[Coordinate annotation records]
■ ■ ■ ■
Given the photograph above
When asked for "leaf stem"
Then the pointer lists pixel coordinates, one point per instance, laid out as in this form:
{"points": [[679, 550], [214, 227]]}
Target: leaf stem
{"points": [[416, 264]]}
■ ■ ■ ■
EXERCISE OBJECTIVE
Reproduce the data in its entirety, matching each character.

WRITTEN ANSWER
Given the photograph above
When asked for "leaf stem"
Then the pointer lists pixel coordinates, one point per instance, laid out as in this form:
{"points": [[679, 550], [214, 227]]}
Target: leaf stem
{"points": [[416, 264]]}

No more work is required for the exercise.